# Records for this task:
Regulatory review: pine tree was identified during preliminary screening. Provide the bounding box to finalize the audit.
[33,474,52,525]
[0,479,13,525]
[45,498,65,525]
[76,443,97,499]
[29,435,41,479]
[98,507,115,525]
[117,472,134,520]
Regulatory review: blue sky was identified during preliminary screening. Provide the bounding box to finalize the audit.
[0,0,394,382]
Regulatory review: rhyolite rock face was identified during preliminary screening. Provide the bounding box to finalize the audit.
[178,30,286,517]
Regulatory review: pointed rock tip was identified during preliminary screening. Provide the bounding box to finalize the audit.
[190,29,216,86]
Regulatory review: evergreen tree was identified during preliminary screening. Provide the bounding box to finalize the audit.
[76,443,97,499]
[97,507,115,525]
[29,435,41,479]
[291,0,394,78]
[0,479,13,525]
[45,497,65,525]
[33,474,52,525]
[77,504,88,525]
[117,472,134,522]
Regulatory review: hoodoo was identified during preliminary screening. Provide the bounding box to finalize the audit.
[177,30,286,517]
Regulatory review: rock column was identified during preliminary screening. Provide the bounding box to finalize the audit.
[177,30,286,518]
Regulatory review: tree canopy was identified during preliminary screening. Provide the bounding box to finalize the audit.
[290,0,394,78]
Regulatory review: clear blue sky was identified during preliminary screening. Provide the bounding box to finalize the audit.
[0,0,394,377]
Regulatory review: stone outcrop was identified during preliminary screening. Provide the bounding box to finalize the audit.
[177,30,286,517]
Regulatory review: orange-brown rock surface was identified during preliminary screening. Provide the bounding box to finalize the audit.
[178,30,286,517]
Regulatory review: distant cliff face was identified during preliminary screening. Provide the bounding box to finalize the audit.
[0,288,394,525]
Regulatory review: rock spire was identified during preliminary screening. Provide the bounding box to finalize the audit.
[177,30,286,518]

# What the task asks:
How many lines of the data above contain the string "tree"? Reply with the number alone.

# Task output:
3